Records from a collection
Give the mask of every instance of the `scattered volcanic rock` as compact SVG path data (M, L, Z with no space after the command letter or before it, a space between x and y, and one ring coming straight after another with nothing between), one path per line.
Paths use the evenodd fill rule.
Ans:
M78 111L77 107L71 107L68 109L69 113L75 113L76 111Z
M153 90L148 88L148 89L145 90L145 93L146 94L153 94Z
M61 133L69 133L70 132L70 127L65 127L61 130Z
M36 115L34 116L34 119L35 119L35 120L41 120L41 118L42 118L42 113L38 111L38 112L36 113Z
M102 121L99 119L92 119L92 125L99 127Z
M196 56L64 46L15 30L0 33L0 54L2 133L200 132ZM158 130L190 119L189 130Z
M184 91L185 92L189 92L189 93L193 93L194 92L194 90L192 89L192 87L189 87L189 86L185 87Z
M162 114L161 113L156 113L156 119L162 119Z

= YOUR GOAL =
Give every entry back unchanged. Leave none out.

= EXERCISE RESULT =
Give the mask of every instance of the `scattered volcanic rock` as compact SVG path data (M, L, Z with no space after the command letter or before it, a space between x and y, and one ring coming straight after another with nothing between), one path per line.
Paths use the evenodd fill rule.
Ans:
M78 111L77 107L71 107L68 109L69 113L75 113L76 111Z
M153 90L148 88L148 89L145 90L145 93L146 94L153 94Z
M61 133L69 133L70 132L70 127L65 127L61 130Z
M36 115L34 116L34 119L35 119L35 120L41 120L41 118L42 118L42 113L38 111L38 112L36 113Z
M102 121L99 119L92 119L92 125L99 127Z
M196 56L64 46L15 30L0 33L0 54L2 133L200 132ZM158 130L190 119L189 130Z
M184 91L185 92L189 92L189 93L193 93L194 92L194 90L192 89L192 87L189 87L189 86L185 87Z
M162 114L161 113L156 113L156 119L162 119Z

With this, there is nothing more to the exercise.